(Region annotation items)
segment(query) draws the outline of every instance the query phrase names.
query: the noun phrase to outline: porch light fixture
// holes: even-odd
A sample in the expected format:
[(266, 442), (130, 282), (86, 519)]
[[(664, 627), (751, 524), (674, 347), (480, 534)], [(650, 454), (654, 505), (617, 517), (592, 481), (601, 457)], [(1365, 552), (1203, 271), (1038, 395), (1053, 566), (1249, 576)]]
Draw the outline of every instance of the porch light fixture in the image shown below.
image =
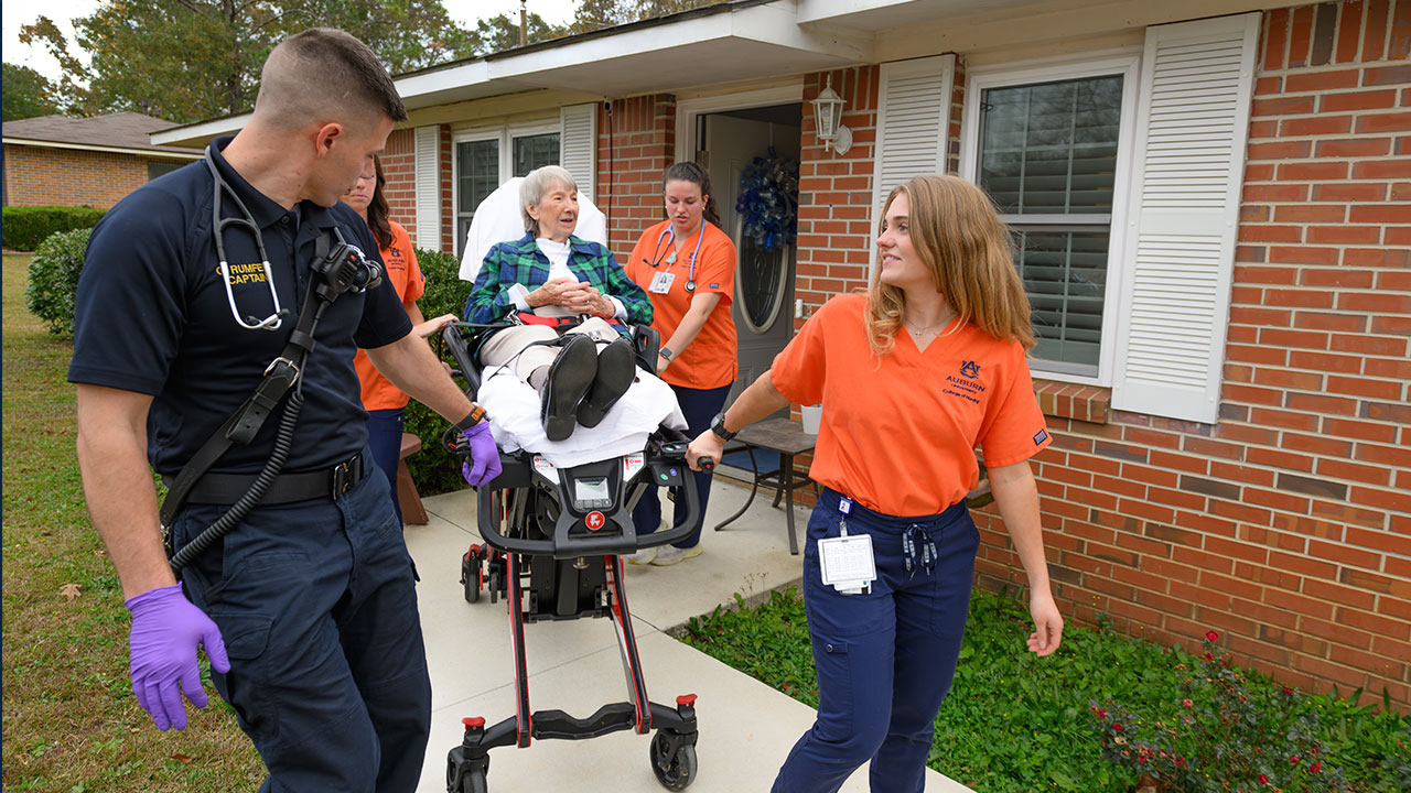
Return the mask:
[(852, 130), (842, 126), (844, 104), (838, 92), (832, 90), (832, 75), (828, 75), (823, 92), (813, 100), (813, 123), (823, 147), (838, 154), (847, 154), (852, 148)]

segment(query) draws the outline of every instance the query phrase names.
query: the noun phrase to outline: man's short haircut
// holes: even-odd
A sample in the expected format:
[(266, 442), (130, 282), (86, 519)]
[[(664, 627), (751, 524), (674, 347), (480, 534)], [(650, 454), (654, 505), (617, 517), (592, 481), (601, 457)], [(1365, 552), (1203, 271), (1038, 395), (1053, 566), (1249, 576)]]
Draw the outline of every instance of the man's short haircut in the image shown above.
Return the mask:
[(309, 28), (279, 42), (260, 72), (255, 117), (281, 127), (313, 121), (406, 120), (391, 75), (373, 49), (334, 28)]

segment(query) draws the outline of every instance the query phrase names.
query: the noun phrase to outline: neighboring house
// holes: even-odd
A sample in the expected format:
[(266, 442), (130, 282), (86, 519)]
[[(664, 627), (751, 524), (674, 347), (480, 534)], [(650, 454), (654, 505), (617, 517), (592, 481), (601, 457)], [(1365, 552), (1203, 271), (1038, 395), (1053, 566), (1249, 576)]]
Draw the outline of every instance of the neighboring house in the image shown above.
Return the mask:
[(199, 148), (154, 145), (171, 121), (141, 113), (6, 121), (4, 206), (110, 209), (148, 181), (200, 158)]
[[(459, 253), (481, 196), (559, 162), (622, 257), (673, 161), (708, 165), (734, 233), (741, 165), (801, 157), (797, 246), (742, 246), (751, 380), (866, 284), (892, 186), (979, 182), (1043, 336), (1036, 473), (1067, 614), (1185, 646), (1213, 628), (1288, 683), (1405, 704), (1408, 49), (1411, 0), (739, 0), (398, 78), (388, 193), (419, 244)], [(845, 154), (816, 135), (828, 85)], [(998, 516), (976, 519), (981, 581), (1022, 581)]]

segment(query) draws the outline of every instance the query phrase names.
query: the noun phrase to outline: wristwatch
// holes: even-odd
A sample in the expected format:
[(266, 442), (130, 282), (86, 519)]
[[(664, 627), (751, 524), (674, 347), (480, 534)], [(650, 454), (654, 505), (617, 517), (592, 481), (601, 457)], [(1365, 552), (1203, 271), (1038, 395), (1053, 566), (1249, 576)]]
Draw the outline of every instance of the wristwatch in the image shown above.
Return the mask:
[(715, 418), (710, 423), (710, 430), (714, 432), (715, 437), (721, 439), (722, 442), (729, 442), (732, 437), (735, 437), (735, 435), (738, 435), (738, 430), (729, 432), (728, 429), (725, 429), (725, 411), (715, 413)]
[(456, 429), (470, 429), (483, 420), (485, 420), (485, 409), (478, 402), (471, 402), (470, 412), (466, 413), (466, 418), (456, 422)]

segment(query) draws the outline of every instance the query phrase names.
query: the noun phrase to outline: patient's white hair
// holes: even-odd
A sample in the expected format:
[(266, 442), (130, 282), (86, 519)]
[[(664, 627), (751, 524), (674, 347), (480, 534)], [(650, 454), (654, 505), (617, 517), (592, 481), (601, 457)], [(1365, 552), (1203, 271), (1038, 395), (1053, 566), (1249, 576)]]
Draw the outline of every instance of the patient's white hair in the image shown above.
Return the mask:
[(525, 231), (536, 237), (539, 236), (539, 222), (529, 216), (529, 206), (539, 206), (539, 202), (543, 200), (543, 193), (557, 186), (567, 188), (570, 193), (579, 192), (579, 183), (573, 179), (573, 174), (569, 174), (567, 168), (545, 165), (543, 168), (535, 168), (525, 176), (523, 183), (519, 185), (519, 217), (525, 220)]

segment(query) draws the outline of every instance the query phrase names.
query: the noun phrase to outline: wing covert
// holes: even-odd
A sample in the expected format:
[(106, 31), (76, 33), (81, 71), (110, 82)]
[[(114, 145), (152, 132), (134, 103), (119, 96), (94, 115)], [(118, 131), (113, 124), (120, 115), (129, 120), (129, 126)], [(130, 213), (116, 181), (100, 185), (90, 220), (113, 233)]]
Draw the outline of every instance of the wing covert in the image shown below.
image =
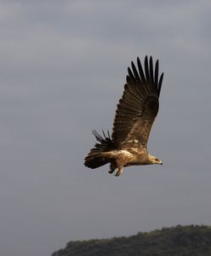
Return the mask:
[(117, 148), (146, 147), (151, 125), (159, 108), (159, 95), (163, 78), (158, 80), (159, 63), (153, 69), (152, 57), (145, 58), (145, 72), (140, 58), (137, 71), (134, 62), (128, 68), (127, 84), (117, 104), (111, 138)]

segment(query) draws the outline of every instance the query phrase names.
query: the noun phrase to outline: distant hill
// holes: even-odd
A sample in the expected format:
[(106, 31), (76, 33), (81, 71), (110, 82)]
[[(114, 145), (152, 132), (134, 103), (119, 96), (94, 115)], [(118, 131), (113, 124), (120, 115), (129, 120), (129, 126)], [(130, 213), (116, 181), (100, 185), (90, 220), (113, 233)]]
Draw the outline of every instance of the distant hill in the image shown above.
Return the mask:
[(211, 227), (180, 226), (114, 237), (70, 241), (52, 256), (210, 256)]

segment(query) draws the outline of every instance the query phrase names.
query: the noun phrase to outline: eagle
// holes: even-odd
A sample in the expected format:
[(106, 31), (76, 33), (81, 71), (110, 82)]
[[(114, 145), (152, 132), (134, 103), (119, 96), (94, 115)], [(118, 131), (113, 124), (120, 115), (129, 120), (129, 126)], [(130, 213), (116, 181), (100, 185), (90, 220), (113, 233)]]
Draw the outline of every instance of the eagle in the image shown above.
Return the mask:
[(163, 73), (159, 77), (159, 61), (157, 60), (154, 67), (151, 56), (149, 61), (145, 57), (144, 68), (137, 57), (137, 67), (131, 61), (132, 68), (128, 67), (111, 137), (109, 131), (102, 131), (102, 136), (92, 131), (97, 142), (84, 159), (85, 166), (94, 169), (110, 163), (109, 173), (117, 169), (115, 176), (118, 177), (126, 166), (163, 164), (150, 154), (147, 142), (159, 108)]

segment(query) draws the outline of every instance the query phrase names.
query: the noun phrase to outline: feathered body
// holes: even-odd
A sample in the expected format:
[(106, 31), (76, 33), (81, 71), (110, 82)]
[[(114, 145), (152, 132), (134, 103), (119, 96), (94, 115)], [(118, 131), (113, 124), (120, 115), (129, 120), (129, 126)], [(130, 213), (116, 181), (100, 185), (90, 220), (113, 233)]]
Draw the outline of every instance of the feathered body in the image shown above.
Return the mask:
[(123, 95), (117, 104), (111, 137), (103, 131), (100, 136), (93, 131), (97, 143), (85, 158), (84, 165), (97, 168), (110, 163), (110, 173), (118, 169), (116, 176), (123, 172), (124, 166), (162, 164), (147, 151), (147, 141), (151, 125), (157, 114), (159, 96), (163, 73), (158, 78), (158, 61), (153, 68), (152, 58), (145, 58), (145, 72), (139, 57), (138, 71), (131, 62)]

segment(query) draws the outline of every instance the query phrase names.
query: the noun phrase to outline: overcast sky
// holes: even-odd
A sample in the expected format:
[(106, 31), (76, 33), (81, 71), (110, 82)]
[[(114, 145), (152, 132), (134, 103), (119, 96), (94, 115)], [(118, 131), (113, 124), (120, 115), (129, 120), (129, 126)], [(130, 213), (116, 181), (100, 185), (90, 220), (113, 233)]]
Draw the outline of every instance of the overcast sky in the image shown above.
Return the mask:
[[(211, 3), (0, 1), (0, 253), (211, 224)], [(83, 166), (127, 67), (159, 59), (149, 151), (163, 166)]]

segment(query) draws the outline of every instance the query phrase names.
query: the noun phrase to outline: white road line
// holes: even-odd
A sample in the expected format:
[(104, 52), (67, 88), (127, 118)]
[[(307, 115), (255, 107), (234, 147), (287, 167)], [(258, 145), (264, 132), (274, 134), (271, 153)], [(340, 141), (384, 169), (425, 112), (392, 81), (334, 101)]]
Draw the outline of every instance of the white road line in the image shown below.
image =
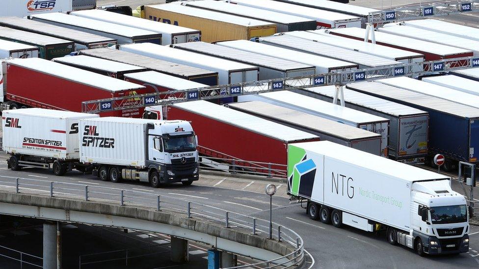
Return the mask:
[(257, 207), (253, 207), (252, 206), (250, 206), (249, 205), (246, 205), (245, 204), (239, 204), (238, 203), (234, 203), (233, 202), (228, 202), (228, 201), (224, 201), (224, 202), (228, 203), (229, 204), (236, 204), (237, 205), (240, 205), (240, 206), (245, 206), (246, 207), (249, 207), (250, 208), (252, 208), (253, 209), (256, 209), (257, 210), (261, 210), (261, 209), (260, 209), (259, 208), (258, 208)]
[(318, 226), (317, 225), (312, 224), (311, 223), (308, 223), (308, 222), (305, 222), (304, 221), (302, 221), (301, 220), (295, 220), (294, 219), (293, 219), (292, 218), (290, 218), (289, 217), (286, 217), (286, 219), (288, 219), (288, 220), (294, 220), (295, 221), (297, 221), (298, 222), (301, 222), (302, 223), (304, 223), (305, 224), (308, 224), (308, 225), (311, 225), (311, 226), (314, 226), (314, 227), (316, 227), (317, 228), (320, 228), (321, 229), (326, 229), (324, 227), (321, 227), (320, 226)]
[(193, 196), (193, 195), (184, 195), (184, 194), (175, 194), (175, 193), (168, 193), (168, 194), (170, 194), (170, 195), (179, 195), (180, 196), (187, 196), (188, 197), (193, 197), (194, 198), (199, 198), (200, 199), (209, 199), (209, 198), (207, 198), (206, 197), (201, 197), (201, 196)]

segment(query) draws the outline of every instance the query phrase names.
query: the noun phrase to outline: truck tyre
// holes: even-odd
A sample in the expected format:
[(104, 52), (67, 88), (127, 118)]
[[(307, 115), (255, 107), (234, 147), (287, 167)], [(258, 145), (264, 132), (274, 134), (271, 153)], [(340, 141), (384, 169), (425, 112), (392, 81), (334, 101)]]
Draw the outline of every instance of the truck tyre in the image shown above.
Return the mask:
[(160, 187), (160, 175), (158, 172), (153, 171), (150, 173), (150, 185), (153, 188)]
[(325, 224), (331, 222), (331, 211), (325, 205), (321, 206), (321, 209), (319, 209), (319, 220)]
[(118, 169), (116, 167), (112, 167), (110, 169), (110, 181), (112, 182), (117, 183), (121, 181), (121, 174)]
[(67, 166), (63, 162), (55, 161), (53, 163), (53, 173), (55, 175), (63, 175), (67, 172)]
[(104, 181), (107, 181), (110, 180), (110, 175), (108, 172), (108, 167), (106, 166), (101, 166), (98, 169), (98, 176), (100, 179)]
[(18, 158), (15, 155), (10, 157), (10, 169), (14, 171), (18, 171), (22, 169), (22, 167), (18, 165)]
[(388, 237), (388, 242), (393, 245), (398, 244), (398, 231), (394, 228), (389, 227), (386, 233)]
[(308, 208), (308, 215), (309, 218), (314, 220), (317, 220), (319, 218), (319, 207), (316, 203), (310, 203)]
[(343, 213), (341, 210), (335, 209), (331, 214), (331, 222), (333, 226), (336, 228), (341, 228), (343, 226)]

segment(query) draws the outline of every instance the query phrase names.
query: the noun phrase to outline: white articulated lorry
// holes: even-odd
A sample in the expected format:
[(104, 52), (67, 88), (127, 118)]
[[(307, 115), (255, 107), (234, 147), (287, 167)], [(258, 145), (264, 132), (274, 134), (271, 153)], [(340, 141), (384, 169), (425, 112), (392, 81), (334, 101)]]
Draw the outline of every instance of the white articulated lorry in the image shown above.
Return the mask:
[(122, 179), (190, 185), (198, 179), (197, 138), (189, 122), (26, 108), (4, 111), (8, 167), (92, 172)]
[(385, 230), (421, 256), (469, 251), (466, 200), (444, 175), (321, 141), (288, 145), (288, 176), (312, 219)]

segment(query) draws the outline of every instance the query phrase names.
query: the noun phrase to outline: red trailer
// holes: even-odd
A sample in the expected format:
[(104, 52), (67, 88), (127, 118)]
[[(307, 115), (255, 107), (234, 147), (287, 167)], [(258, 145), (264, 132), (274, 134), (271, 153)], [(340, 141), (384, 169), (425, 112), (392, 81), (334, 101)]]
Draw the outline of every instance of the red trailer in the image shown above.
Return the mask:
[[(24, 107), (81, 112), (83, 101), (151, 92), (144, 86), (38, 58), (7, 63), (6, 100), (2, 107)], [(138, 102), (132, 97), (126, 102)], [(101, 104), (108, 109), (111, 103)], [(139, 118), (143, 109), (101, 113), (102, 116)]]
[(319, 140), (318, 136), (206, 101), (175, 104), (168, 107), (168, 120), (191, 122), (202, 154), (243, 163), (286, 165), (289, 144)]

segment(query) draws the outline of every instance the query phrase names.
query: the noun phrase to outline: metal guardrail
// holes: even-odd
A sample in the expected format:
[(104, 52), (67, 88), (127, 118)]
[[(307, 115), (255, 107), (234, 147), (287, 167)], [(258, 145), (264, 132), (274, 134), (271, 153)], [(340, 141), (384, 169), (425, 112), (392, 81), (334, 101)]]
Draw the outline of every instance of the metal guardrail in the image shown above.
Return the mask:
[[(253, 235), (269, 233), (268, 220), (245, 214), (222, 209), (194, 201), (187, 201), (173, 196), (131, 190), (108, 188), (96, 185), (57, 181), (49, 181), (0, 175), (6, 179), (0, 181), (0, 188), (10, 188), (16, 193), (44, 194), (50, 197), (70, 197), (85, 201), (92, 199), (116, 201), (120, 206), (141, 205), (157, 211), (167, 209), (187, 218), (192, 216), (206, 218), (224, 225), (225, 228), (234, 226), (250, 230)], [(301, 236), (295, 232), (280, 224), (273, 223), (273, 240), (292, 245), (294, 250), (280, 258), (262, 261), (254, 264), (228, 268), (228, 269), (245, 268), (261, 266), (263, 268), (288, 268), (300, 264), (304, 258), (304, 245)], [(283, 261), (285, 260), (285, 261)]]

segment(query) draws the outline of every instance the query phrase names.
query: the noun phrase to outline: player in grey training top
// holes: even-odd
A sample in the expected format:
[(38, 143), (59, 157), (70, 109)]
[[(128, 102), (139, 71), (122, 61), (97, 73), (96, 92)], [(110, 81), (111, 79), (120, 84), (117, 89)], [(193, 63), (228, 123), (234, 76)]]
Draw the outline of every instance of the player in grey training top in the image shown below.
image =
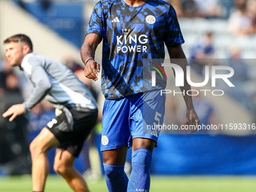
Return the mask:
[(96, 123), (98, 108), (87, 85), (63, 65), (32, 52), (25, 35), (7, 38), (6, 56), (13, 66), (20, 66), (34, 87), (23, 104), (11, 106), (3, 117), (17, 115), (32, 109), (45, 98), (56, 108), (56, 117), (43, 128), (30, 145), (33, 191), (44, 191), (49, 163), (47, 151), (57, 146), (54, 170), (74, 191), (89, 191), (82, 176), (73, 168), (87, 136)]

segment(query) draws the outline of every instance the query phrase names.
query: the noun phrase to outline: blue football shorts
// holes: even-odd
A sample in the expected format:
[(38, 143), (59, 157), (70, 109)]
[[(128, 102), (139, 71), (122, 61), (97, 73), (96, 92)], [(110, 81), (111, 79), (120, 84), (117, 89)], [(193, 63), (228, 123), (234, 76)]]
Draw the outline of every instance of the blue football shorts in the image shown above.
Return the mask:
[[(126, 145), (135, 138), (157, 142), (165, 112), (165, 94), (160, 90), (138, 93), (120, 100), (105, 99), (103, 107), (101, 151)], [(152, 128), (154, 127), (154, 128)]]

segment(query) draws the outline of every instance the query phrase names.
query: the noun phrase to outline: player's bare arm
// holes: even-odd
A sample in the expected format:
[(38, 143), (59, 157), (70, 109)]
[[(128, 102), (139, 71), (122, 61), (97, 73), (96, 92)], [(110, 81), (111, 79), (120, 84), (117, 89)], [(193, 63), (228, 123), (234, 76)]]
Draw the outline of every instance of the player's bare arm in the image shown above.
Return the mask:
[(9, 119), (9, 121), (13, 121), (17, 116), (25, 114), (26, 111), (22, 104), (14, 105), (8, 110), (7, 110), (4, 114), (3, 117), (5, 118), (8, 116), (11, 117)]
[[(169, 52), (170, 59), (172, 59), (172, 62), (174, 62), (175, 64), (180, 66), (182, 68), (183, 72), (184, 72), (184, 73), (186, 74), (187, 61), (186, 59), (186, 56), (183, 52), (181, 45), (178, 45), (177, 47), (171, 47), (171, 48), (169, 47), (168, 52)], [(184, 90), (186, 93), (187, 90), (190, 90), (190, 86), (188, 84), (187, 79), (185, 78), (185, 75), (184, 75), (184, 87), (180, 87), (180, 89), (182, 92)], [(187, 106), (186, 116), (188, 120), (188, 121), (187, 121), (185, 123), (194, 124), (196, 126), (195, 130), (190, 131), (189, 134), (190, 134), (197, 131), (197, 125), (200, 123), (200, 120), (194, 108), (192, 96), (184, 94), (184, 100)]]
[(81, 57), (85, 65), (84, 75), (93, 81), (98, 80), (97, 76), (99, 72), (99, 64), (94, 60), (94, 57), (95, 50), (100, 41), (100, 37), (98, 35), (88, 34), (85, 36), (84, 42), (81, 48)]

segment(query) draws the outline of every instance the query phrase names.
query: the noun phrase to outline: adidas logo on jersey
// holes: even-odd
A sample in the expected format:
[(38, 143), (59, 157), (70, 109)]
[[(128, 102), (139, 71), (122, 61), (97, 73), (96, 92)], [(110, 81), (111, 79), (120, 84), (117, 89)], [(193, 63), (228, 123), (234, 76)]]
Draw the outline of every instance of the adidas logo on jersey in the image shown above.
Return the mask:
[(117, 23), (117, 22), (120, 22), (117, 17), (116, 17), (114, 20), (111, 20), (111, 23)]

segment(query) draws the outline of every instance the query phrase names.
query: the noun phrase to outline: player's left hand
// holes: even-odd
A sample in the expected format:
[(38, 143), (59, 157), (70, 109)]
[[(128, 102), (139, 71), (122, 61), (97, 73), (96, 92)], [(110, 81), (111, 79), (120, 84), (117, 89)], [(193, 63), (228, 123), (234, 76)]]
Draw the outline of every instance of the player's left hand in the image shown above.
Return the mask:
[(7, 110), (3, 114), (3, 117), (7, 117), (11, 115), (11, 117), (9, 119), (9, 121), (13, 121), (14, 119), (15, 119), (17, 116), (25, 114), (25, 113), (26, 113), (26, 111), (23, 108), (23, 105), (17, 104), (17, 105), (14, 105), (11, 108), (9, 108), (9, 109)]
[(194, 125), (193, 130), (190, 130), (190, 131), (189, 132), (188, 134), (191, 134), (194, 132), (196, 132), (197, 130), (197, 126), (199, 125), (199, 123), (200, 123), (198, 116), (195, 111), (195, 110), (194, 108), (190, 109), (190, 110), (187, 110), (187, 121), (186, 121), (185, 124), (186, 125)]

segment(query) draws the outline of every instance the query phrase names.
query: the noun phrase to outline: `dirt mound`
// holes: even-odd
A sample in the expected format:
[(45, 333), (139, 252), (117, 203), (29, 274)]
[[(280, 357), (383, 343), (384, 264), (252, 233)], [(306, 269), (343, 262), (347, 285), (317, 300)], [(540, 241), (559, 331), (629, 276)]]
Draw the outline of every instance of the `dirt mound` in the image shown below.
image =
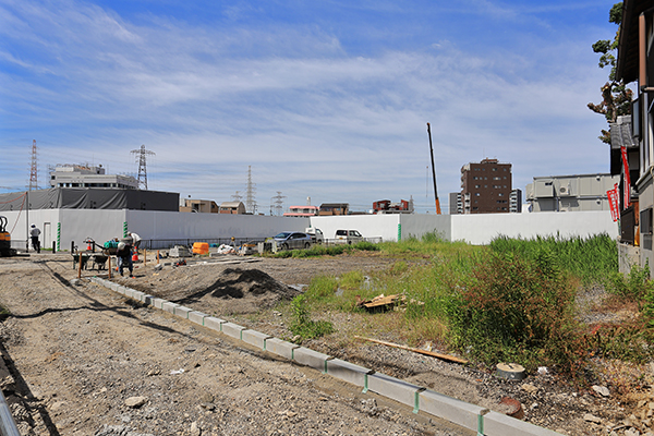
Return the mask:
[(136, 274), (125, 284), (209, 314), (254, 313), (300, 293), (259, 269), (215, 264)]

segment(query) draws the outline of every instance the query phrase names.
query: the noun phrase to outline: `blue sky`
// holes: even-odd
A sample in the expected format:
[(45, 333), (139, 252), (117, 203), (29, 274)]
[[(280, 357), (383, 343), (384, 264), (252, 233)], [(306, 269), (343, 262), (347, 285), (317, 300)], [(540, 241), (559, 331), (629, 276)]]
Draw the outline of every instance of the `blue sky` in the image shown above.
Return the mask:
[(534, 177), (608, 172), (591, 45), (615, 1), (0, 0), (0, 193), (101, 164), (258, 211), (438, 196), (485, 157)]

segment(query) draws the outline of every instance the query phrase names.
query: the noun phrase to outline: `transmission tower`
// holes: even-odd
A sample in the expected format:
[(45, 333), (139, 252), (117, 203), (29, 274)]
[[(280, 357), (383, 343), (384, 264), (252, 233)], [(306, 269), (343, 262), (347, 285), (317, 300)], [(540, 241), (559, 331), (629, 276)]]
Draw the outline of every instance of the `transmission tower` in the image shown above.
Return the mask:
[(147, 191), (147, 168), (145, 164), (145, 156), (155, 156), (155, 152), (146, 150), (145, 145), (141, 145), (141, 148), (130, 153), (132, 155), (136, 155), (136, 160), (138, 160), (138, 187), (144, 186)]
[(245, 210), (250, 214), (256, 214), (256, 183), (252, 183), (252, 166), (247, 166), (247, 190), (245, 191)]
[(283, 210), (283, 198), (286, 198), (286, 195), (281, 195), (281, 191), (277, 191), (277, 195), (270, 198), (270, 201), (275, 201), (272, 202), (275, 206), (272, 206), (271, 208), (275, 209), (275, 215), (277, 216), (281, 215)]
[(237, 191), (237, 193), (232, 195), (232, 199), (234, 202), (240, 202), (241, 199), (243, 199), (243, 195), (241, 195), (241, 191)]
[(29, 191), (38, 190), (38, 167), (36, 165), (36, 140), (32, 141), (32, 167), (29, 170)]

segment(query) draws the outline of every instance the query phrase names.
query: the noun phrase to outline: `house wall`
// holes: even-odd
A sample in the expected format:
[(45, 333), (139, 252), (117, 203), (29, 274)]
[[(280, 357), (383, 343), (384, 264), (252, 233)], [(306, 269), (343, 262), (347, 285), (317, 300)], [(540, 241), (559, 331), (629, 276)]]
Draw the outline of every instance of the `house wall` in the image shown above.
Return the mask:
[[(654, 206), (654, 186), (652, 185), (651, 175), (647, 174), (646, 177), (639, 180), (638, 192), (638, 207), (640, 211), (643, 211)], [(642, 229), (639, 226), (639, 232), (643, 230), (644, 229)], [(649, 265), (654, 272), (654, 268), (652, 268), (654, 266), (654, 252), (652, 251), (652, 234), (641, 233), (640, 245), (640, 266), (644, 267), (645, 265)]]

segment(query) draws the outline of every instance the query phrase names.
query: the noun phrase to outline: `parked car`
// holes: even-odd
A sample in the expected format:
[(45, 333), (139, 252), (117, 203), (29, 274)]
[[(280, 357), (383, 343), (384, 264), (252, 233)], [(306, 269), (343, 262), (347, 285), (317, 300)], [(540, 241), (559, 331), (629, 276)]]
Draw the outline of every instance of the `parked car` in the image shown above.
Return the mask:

### Problem to solve
Recast the records above as a Markdown table with the columns Row and Line, starting at the beginning of the records and ending at the line that contains "154), (852, 148)]", both included, with blank lines left out. Please leave the pictures out of the answer.

### Full solution
| Row | Line |
|---|---|
| 1 | segment(query) draws the outline of every instance the query phrase names. |
| 2 | query: the noun phrase to outline: porch light fixture |
| 3 | // holes: even-odd |
| 4 | A sample in the expected format: |
| 5 | [(266, 442), (130, 282), (86, 519)] |
| 6 | [[(664, 627), (751, 524), (674, 347), (480, 534)], [(650, 454), (654, 505), (617, 517), (592, 481), (601, 457)], [(1365, 552), (1203, 271), (1038, 395), (1053, 566), (1249, 576)]] |
| 7 | Draw the outline of every instance of the porch light fixture in the image shown below. |
| 8 | image = |
| 9 | Return the mask: |
| 10 | [(852, 130), (842, 126), (844, 104), (838, 92), (832, 90), (832, 75), (828, 75), (823, 92), (813, 100), (813, 123), (823, 147), (838, 154), (847, 154), (852, 148)] |